• **Aim**: Update the records below by changing "keypoint" to "point" wherever it occurs, and write all of them out again with nothing else altered.

• **Listed records**:
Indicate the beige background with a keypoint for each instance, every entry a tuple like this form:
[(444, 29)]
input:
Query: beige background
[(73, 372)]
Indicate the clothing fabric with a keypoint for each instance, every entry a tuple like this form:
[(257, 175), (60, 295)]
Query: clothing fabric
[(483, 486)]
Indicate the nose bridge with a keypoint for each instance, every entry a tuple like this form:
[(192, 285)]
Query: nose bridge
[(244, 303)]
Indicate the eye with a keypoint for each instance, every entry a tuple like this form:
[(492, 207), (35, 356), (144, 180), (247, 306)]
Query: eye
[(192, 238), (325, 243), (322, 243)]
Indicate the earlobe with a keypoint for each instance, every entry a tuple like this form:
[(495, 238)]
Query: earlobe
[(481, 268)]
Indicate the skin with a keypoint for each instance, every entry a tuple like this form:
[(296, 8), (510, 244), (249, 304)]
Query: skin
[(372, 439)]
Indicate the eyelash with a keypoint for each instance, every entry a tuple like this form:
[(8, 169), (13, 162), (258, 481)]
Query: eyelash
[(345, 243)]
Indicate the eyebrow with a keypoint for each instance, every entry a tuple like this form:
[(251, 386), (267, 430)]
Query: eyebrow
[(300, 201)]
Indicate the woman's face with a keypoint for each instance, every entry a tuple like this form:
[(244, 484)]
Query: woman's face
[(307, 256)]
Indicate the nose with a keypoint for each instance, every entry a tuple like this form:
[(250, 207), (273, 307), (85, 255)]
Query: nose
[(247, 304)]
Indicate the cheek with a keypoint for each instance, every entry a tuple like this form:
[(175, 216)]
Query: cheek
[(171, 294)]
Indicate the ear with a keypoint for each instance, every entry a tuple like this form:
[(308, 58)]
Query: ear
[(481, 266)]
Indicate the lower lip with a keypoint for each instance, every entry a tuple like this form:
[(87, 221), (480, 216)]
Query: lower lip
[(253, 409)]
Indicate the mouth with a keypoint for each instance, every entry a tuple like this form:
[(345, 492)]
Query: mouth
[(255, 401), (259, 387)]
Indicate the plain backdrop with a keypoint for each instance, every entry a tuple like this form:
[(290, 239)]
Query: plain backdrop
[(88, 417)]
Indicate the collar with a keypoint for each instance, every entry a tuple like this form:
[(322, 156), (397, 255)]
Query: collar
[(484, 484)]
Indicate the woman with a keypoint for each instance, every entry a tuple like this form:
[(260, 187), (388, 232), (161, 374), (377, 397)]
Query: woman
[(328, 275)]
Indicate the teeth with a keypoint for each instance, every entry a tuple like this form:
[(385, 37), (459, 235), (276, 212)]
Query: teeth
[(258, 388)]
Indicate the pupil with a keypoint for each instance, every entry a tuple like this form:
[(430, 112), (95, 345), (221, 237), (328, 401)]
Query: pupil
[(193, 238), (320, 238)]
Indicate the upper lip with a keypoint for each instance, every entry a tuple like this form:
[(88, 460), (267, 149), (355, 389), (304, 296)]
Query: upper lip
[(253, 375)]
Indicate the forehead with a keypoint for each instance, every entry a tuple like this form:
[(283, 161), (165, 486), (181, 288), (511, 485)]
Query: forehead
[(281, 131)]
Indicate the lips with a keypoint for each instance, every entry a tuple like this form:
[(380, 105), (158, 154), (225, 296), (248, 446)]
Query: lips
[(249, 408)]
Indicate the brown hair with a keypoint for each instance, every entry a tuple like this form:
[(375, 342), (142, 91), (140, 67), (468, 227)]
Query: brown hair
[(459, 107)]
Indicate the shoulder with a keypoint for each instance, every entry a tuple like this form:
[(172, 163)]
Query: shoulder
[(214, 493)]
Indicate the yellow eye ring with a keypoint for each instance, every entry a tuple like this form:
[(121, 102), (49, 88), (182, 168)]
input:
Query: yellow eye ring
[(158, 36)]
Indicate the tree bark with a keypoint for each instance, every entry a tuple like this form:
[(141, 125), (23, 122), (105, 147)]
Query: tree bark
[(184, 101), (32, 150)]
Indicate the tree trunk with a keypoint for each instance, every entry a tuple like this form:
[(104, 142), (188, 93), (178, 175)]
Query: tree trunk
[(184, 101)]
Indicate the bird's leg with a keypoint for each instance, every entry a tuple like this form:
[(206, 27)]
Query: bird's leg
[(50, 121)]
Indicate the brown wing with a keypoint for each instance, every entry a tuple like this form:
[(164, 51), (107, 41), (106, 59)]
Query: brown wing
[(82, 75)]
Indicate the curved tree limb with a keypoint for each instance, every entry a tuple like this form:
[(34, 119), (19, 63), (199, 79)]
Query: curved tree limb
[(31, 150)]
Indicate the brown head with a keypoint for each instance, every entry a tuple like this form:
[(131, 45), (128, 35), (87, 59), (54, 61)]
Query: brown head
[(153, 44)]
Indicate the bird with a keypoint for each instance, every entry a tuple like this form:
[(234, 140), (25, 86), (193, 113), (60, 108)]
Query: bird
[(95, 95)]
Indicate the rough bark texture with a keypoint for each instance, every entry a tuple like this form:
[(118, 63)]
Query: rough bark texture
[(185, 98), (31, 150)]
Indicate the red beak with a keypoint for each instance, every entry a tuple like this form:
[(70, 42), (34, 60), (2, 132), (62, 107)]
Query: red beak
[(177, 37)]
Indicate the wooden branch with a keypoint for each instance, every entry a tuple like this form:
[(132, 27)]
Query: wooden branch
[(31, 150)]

• **Exercise response**:
Indicate the beige background with a point for each instance, every entry a tuple like this form:
[(444, 29)]
input:
Query: beige background
[(73, 372)]
Indicate the clothing fabric with a point for each instance, every entry a tuple like this form:
[(257, 175), (60, 295)]
Query: clothing fabric
[(483, 486)]
Indicate the nose bridge with a point for each instance, every entry a tuple like this form:
[(192, 285)]
Query: nose bridge
[(244, 303)]
Indicate the eye with a point for each instance, every entry a tuple like this form:
[(492, 207), (35, 356), (144, 180), (247, 306)]
Query: eye
[(192, 238), (325, 243), (322, 243)]
Indicate the earlobe with a point for each instance, every entry a tuple like this form:
[(495, 238)]
Query: earlobe
[(481, 268)]
Indicate the skin with a point for each instance, every entry a tuple like this form:
[(296, 8), (510, 244), (249, 304)]
Query: skin
[(372, 439)]
Indicate the eyelash with a point for each instance, every entry a tuple like this form:
[(8, 169), (13, 162), (258, 481)]
Query: eyelash
[(345, 243)]
Indicate the eyebrow with a point for each instance, every entry a tuple like this form:
[(251, 386), (267, 430)]
Query: eyebrow
[(300, 201)]
Indicate the woman's face with a point for each instance, every entry a tuple like this form:
[(244, 484)]
Query: woman's face
[(307, 256)]
Indicate the nose with a point for each instance, every entry a tuple like this form:
[(250, 207), (273, 307), (85, 255)]
Query: nose
[(247, 304)]
Indicate the cheek with a point for each instance, every entry a tuple like this form:
[(175, 216)]
Query: cheek
[(171, 294)]
Indicate the ear with a point for each instance, every entry a tuple like this form:
[(308, 58)]
Query: ear
[(481, 266)]
Indicate the lower lip with a point for each instance, every entry a tuple like this form:
[(87, 221), (480, 216)]
Query: lower lip
[(253, 409)]
Indicate the mouth with a point for each instance, every entry a tuple like this form:
[(345, 492)]
Query: mouth
[(255, 401), (259, 387)]
Indicate the plain backdrop with a point for each instance, every entry a tuple like this form:
[(290, 239)]
Query: plain backdrop
[(88, 417)]
Indicate the collar with a point for each instance, every entry a tuple like this form:
[(322, 156), (397, 255)]
Query: collar
[(484, 484)]
Indicate the woman with a point for each instance, every entry a tuple like this form:
[(260, 187), (388, 232), (161, 374), (377, 397)]
Query: woman
[(328, 275)]
Indicate the teeth with a point for each instance, every entry a tuple like this form:
[(385, 37), (459, 235), (276, 212)]
Query: teeth
[(258, 388)]
Indicate the pupil with a point for each instance, every entry a tuple like this form:
[(430, 112), (95, 345), (221, 237), (328, 401)]
Query: pupil
[(193, 238), (320, 238)]
Indicate the upper lip with a point for each instance, every entry a tuple like this form:
[(88, 460), (267, 149), (355, 389), (304, 296)]
Query: upper lip
[(253, 375)]
Indicate the forehead with a point for each instance, every entry a tuple like this form:
[(283, 161), (165, 486), (181, 288), (511, 485)]
Query: forehead
[(281, 131)]
Indicate the lips with a point for each instance, every entry a tuple like this form:
[(380, 105), (158, 154), (225, 296), (248, 446)]
Query: lips
[(249, 408)]
Indicate the brown hair with a point for each instance, every entry a tuple like this form:
[(375, 342), (142, 91), (140, 67), (468, 227)]
Query: brown hair
[(459, 107)]
Indicate the shoulder with a point for each instance, every entry a tuple like this form:
[(172, 163)]
Query: shoulder
[(214, 493)]
Indicate the yellow eye ring with a point for each instance, every entry a tuple like this form:
[(121, 102), (49, 88), (182, 168)]
input:
Query: yellow eye ring
[(158, 36)]
Indicate the tree bark with a point for each instance, every entry a tuple like this form:
[(141, 125), (23, 122), (105, 147)]
Query: tree bark
[(184, 101), (32, 150)]
Indicate the tree trunk with a point for each instance, every entry a tuple like this form:
[(104, 142), (188, 93), (178, 175)]
Query: tree trunk
[(184, 101)]
Indicate the bird's leg with a point for each instance, every entry a tuple like this form:
[(206, 27)]
Query: bird's leg
[(50, 121)]
Indicate the brown wing with a point for each instance, every entry a tuple like this form:
[(164, 51), (107, 41), (106, 59)]
Query: brown wing
[(82, 75)]
Indicate the curved tree limb with a point for each instance, every entry a tuple like this form:
[(34, 119), (19, 63), (199, 79)]
Query: curved tree limb
[(31, 150)]
Indicate the brown head with a point for each instance, every entry a tuple like this form:
[(131, 45), (128, 35), (87, 59), (54, 61)]
Query: brown head
[(153, 44)]
Indicate the bird with a point for each instance, every entry a tuple like this form:
[(234, 140), (25, 86), (193, 113), (60, 108)]
Query: bird
[(95, 95)]
Indicate the rough bark texture with a point for each instance, every entry a tuple like this form:
[(118, 63)]
Query: rough bark texture
[(185, 98), (31, 150)]
Indicate the red beak with a point for each instance, every entry a tuple like this form:
[(70, 42), (34, 60), (2, 132), (62, 107)]
Query: red beak
[(177, 37)]
Indicate the wooden branch with a point for each instance, every entry a tuple like this form:
[(132, 27)]
Query: wooden branch
[(31, 150)]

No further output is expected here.